*** GIVEN TEXT ***
Nearly 75 healthcare organizations—including the American Hospital Association, the Medical Group Management Association, the Association of American Medical Colleges, the American College of Surgeons, and the California Medical Association—called for Congress to drop the proposed Independent Payment Advisory Board (IPAB) from consideration in the reconciled healthcare reform bill.
If established, the board, which is now included in the Senate-passed reform bill, would "essentially assume authority" over the Medicare program—with the purpose of reducing the "per capita rate of growth in Medicare spending indefinitely," the groups said in a letter to Senate Majority Leader Harry Reid (D-NV) and House Speaker Nancy Pelosi (D-CA).
Since Medicare's growth rate has been "below or equal to growth in the private sector," any reductions by the board would be in addition to the $400 billion to $500 billion savings in provider payments already included in the healthcare reform legislation, they said. This could "jeopardize both access for Medicare beneficiaries and even infrastructures" for the healthcare system, they added.
*** End of GIVEN TEXT ***
*** ENTRIES SHOWN ***
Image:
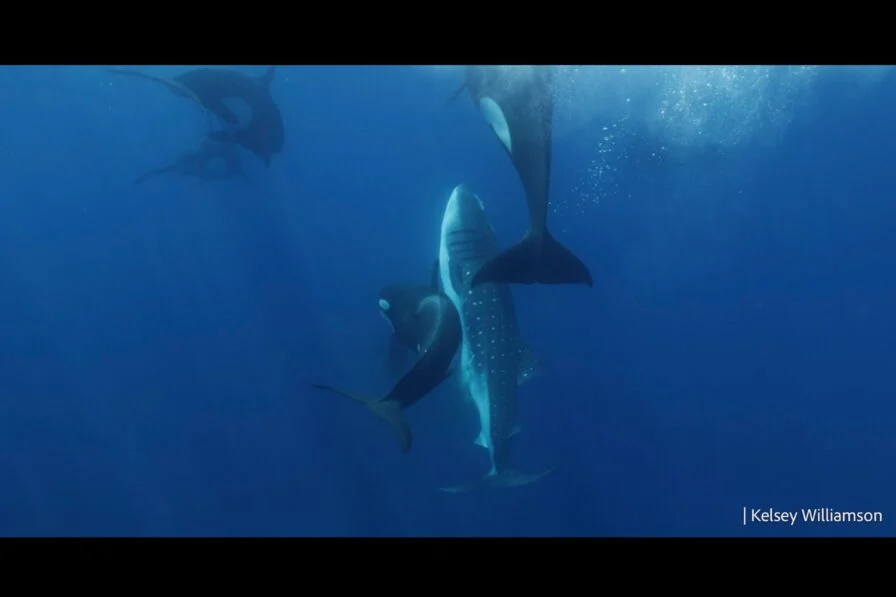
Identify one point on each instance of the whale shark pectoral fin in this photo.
*** End of ENTRIES SHOWN ***
*** ENTRIES SHOWN ***
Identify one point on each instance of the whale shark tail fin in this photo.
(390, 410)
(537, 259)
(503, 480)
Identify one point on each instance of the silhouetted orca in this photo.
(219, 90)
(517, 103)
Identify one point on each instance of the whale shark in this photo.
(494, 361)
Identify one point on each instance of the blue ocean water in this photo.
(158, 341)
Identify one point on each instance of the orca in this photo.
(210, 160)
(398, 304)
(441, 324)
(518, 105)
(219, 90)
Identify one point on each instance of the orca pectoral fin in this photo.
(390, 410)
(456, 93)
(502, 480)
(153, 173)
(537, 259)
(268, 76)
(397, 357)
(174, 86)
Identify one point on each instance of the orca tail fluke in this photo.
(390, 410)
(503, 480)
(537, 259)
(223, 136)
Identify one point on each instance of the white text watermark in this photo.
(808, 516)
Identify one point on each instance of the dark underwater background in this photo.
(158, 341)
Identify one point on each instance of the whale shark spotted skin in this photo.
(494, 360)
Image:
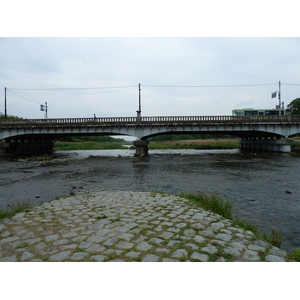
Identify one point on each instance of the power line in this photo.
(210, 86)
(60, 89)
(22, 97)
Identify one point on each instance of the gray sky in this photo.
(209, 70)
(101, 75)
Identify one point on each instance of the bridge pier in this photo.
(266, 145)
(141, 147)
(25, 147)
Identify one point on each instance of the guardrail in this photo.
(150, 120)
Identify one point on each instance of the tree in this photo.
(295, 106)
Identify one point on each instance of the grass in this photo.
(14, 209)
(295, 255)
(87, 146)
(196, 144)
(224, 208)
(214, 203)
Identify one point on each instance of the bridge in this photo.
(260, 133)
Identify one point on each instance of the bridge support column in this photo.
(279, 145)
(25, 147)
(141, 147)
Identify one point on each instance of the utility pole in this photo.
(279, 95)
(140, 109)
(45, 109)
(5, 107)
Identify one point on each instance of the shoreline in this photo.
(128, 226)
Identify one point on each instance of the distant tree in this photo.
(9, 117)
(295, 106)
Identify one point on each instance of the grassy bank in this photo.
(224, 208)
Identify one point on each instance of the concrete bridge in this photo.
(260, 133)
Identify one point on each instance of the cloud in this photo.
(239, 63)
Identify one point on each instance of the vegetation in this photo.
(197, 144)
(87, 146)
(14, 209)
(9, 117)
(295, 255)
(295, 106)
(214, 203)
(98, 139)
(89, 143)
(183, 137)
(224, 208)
*** End of ENTRIES SHOWN ***
* **WHAT NEEDS TO BE DONE**: Rewrite the passage on the Independent Payment Advisory Board from "Since Medicare's growth" to "system, they added.", changing "infrastructures" to "facilities".

* **EXERCISE ANSWER**:
Since Medicare's growth rate has been "below or equal to growth in the private sector," any reductions by the board would be in addition to the $400 billion to $500 billion savings in provider payments already included in the healthcare reform legislation, they said. This could "jeopardize both access for Medicare beneficiaries and even facilities" for the healthcare system, they added.